Restate each entry word for word, leaving nothing out.

— Start Records for this task —

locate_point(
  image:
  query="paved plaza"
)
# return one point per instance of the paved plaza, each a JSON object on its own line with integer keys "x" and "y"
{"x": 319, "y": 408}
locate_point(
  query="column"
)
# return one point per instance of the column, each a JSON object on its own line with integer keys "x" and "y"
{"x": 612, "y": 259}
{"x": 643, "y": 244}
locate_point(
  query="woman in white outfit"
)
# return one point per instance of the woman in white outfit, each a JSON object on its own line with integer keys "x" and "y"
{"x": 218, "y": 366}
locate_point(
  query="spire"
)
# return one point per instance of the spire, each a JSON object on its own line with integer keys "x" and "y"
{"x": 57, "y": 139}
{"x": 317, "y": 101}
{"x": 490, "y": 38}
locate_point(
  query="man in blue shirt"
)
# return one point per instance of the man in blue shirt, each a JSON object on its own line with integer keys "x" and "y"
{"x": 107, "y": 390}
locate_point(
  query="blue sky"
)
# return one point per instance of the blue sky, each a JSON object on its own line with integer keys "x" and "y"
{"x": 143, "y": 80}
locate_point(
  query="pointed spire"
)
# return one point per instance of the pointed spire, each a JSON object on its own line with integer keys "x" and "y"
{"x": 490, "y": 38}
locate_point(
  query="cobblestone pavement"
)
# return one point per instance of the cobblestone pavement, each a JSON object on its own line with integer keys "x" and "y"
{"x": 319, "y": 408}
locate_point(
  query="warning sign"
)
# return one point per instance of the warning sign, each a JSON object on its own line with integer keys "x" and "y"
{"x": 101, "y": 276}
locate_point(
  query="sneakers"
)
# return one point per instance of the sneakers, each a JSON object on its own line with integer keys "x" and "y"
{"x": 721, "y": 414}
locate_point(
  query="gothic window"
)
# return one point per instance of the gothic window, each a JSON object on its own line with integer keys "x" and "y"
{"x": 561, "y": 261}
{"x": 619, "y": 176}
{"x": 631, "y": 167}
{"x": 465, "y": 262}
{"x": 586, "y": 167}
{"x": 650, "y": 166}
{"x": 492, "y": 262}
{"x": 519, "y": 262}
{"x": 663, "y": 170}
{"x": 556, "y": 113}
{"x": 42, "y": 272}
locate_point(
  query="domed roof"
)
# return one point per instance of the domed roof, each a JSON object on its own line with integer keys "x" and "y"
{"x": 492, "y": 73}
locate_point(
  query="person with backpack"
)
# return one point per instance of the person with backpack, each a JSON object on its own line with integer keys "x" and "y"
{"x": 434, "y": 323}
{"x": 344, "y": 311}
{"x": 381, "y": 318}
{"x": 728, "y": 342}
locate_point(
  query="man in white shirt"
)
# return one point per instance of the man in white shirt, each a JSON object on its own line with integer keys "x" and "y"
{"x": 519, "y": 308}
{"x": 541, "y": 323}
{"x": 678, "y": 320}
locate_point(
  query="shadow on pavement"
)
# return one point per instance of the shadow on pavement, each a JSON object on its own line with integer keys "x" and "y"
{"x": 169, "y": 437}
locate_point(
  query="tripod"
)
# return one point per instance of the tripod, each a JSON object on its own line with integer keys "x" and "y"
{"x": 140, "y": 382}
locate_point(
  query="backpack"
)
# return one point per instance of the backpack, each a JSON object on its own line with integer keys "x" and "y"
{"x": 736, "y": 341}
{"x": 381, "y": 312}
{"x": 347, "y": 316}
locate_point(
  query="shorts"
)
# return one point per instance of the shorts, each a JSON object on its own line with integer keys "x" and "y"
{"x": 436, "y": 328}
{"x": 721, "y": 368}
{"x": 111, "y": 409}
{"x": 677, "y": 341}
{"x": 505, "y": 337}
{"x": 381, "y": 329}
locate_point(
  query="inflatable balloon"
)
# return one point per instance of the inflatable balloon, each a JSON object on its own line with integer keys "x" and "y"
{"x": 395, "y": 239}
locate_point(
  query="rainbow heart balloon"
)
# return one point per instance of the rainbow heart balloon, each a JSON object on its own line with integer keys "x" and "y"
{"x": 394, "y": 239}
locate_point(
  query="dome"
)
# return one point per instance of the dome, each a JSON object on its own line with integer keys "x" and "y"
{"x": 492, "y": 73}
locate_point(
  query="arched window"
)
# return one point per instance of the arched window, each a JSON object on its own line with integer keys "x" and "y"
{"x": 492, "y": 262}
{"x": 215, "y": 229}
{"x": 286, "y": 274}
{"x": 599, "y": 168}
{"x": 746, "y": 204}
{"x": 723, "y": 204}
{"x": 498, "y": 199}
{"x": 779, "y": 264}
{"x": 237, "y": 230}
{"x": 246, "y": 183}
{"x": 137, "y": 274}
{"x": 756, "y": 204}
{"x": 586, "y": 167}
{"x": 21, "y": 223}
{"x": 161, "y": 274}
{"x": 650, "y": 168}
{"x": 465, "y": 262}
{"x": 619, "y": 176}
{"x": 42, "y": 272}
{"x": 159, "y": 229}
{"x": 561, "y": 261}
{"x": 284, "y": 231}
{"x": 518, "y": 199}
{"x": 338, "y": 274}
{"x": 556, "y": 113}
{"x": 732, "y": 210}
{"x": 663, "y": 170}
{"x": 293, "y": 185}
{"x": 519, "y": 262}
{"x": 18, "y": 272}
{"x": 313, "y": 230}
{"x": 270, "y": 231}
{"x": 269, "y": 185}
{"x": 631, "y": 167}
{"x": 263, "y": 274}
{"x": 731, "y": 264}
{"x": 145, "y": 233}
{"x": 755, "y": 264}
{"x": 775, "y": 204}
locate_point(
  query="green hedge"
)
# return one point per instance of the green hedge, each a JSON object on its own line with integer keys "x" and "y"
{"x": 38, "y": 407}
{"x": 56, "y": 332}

— End Records for this task —

Written solution:
locate_point(
  image:
  query="paved plaza"
)
# return one point per instance of the paved plaza, each a JSON object on its own line with integer keys "x" and "y"
{"x": 319, "y": 408}
locate_point(
  query="column"
)
# return one point per instance of the column, each a JSON object on its own line with integer keys "x" and "y"
{"x": 612, "y": 259}
{"x": 643, "y": 244}
locate_point(
  query="woman in white outfit"
)
# return one point per instance of the woman in white outfit, each a JSON object on its own line with integer keys "x" and "y"
{"x": 218, "y": 366}
locate_point(
  query="spire"
)
# return one point per instance of the spire, each a JSON object on its own line with integer keys "x" and "y"
{"x": 57, "y": 139}
{"x": 317, "y": 101}
{"x": 490, "y": 38}
locate_point(
  query="man in blue shirt"
)
# return one point per instance of the man in blue shirt, each a JSON object on its own line with integer keys "x" and "y"
{"x": 107, "y": 390}
locate_point(
  query="blue sky"
)
# return one point per instance of the blue sky, each a JSON object on its own line with integer keys "x" and "y"
{"x": 143, "y": 80}
locate_point(
  query="pointed spire"
)
# return one point per instance of the pointed spire, each a JSON object on its own line with integer keys "x" and "y"
{"x": 490, "y": 38}
locate_point(
  query="cobblestone pavement"
)
# return one point per instance of the cobblestone pavement, each a JSON object on its own line with integer keys "x" and "y"
{"x": 319, "y": 408}
locate_point(
  query="warning sign"
)
# return one point per instance of the warning sign, each a JSON object on its own line with integer keys "x" and "y"
{"x": 101, "y": 276}
locate_point(
  query="sneakers"
)
# return one point per instance of the sneakers, each a JSON object on its own line with integer keys "x" and "y"
{"x": 721, "y": 414}
locate_point(
  query="gothic window"
)
# return one point per instance of the gothic window, each a JSON object on its own line with integer keys "x" and "y"
{"x": 561, "y": 261}
{"x": 619, "y": 176}
{"x": 631, "y": 167}
{"x": 465, "y": 262}
{"x": 586, "y": 167}
{"x": 650, "y": 166}
{"x": 492, "y": 262}
{"x": 519, "y": 262}
{"x": 663, "y": 170}
{"x": 556, "y": 113}
{"x": 42, "y": 272}
locate_point(
  query="domed roof"
)
# return one point per instance of the domed roof, each a JSON object on its own line with integer keys "x" and "y"
{"x": 492, "y": 73}
locate_point(
  query="person with backpack"
)
# return one point per instance of the person with backpack, each a JSON object on its own line with integer keys "x" and "y"
{"x": 434, "y": 323}
{"x": 344, "y": 311}
{"x": 381, "y": 318}
{"x": 728, "y": 342}
locate_point(
  query="man in white shirt"
)
# return one point per instance of the man in white shirt, each a JSON object on its own line with integer keys "x" and "y"
{"x": 519, "y": 308}
{"x": 541, "y": 323}
{"x": 678, "y": 320}
locate_point(
  query="shadow on pavement"
)
# return one point per instance of the shadow on pavement, each a JSON object on its own line with integer keys "x" and "y"
{"x": 169, "y": 437}
locate_point(
  query="tripod"
)
# return one point per instance of the tripod, each a JSON object on its own line with integer keys "x" and "y"
{"x": 140, "y": 382}
locate_point(
  query="backpack"
)
# return one point per instance of the backpack, each a JSON object on its own line with integer keys "x" and "y"
{"x": 736, "y": 341}
{"x": 381, "y": 312}
{"x": 347, "y": 316}
locate_point(
  query="shorts"
)
# return one point per instance of the shorts, each a JSON object on its own line with integer keys "x" and "y"
{"x": 436, "y": 328}
{"x": 721, "y": 368}
{"x": 111, "y": 409}
{"x": 677, "y": 341}
{"x": 505, "y": 337}
{"x": 381, "y": 329}
locate_point(
  query="inflatable balloon"
)
# return one point per instance of the inflatable balloon, each a JSON object on its own line with integer keys "x" and "y"
{"x": 395, "y": 239}
locate_point(
  query="rainbow heart balloon"
)
# return one point per instance of the rainbow heart balloon, each a JSON object on its own line with integer keys "x" and "y"
{"x": 394, "y": 239}
locate_point(
  query="dome"
)
# return one point per instance of the dome, each a JSON object on its own line with integer keys "x" and "y"
{"x": 492, "y": 73}
locate_point(
  query="arched window"
)
# return one point per instance of the arched window, each a JSON object on its own line with integer keys "x" and "y"
{"x": 492, "y": 262}
{"x": 215, "y": 229}
{"x": 286, "y": 274}
{"x": 599, "y": 168}
{"x": 746, "y": 204}
{"x": 723, "y": 204}
{"x": 498, "y": 199}
{"x": 779, "y": 264}
{"x": 237, "y": 230}
{"x": 246, "y": 183}
{"x": 137, "y": 274}
{"x": 756, "y": 204}
{"x": 586, "y": 167}
{"x": 21, "y": 223}
{"x": 161, "y": 274}
{"x": 650, "y": 168}
{"x": 465, "y": 262}
{"x": 619, "y": 176}
{"x": 42, "y": 272}
{"x": 159, "y": 229}
{"x": 561, "y": 261}
{"x": 284, "y": 231}
{"x": 518, "y": 199}
{"x": 338, "y": 274}
{"x": 556, "y": 113}
{"x": 732, "y": 210}
{"x": 663, "y": 170}
{"x": 293, "y": 185}
{"x": 519, "y": 262}
{"x": 18, "y": 272}
{"x": 313, "y": 230}
{"x": 270, "y": 231}
{"x": 269, "y": 185}
{"x": 631, "y": 167}
{"x": 263, "y": 274}
{"x": 731, "y": 264}
{"x": 145, "y": 233}
{"x": 755, "y": 264}
{"x": 775, "y": 204}
locate_point(
  query="green hedge"
)
# return one point per instance of the green hedge, each a JSON object on its own line with integer keys "x" and "y"
{"x": 38, "y": 407}
{"x": 56, "y": 332}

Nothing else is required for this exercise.